Короткая задача 1.
Кому первой позвонила Катя после выхода на свободу, согласно тексту об освобождении Катерины Борисевич?

Фрагмент текста.
* * *
«Хочу обнять близких и родных, съесть маминых сырников и борща». Катя Борисевич вышла на свободу после полугода заключения

Сегодня рано утром освободили нашу коллегу Катерину Борисевич — в общей сложности за решеткой она провела полгода. Из гомельской колонии, где Катя находилась последние три дня, она вышла в хорошем настроении. Недалеко от здания ее встречали несколько друзей и коллег. Родные ждут Катю дома — в Минске.

Первой Катя позвонила дочери Даше и попросила у нее приготовить любимые сырники, а маме заказала котлеты. На улице сильный дождь, но, говорят, это хорошая примета.

— Белая сирень, какое все зеленое, — не сдерживает эмоций Катя, глядя по сторонам.

Этой ночью Катя впервые выспалась, хотя проснулась, конечно, рано — очень ждала освобождения.

— Меня заранее предупредили, что сегодня утром я выйду, поэтому с 4-5 утра я ждала, когда меня позовут — и все, выйду на свободу, — бодрым голосом рассказывает Катя. — Я до этого переболела, но занималась спортом, час в день, как положено, дышала свежим воздухом.
* * *
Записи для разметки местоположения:
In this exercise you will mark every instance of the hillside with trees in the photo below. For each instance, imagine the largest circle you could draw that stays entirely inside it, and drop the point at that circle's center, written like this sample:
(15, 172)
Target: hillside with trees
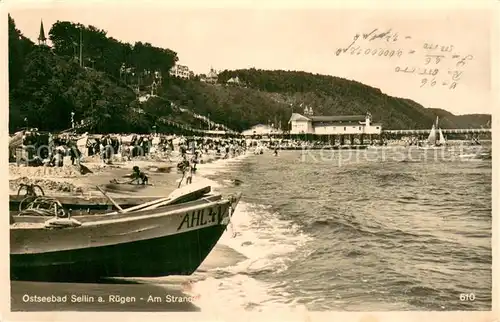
(101, 82)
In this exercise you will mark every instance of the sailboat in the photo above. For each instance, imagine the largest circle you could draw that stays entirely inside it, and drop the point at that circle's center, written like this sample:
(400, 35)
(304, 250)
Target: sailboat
(435, 139)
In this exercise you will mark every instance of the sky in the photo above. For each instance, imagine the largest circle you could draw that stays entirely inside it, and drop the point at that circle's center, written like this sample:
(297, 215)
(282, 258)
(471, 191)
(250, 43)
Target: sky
(307, 39)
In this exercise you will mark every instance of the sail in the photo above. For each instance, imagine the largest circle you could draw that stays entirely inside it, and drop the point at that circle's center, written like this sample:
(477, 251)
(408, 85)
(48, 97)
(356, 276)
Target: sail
(432, 136)
(442, 140)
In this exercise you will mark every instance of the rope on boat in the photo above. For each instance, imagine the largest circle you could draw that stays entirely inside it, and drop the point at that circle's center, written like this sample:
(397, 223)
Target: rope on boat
(30, 190)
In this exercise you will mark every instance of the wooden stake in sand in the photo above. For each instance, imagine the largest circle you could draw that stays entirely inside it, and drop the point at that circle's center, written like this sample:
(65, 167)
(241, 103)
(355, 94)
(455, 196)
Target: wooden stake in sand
(110, 199)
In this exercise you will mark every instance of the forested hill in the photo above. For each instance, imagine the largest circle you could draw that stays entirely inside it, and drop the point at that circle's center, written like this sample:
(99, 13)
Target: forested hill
(47, 84)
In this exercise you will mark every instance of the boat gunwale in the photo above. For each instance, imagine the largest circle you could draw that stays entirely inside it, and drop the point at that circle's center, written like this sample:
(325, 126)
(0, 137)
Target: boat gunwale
(145, 214)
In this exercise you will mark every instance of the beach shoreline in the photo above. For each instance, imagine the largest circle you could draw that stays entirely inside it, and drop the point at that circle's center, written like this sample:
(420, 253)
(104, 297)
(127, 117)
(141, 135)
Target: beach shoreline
(166, 294)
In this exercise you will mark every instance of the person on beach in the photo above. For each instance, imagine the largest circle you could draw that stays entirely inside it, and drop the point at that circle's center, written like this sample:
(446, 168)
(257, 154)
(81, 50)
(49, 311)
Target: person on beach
(138, 175)
(190, 172)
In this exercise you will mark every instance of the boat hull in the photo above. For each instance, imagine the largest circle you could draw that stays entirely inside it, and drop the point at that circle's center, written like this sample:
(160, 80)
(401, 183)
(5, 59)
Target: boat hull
(173, 240)
(179, 254)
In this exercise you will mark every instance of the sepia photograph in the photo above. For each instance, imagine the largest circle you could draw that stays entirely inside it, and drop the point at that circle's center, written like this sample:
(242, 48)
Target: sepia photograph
(250, 159)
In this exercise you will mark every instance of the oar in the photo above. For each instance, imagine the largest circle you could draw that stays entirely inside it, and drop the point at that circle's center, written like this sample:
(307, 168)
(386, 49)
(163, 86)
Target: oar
(183, 174)
(110, 199)
(146, 204)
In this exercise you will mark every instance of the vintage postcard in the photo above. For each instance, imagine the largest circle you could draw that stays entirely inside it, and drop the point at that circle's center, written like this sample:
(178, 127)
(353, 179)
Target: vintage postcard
(218, 160)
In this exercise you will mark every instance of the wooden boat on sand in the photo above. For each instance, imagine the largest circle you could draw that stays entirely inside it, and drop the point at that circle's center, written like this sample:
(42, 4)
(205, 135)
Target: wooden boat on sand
(157, 238)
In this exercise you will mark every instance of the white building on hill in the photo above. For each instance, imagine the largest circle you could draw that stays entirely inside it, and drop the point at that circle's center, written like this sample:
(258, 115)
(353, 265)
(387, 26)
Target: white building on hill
(333, 125)
(211, 77)
(261, 129)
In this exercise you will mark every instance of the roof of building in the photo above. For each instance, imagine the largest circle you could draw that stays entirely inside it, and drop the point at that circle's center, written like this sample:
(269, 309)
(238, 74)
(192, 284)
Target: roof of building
(338, 118)
(298, 117)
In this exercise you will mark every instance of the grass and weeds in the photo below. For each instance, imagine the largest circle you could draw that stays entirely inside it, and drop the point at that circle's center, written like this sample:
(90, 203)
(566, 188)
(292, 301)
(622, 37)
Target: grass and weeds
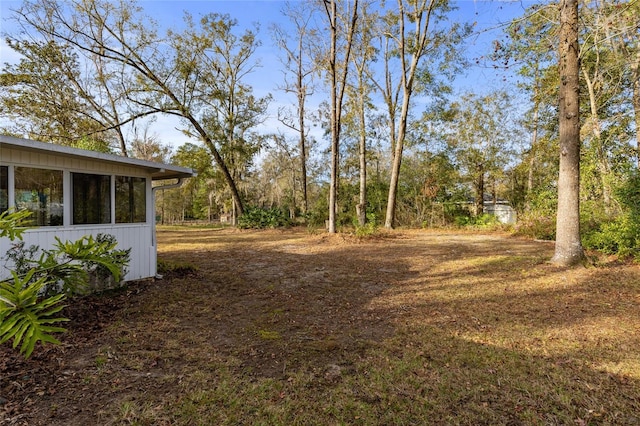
* * *
Короткая задача 2.
Выведите без изменений строки записей между строкой, содержащей «In this exercise you will mark every instance of the person», и строкой, содержащей «Target: person on beach», включительно.

Ответ к заданию 1.
Дочери Даше.

Ответ к заданию 2.
In this exercise you will mark every instance of the person on beach in the photo above. For each instance, imagine the largest circle you could draw that stays entirely inside it, and drop the point at that circle's center, written like this sample:
(446, 168)
(257, 154)
(81, 50)
(49, 311)
Target: person on beach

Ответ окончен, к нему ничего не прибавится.